*** Opening of INPUT MATERIAL ***

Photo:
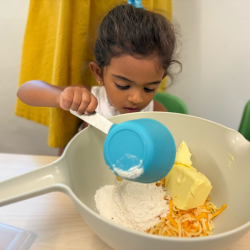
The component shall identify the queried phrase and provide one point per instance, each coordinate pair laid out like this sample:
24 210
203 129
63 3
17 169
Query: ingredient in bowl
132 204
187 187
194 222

*** Close of INPUT MATERIAL ***

**WORK TO BE COMPLETED:** Omitting the pictures, write out the material above exactly as it stands.

**EXERCISE RESULT:**
Photo:
The component shall identify the queried phrase and provide one point per instance, each coordinate pair laid out like this sample:
24 210
203 129
63 3
17 169
Query: ingredient in bowl
132 204
187 187
194 222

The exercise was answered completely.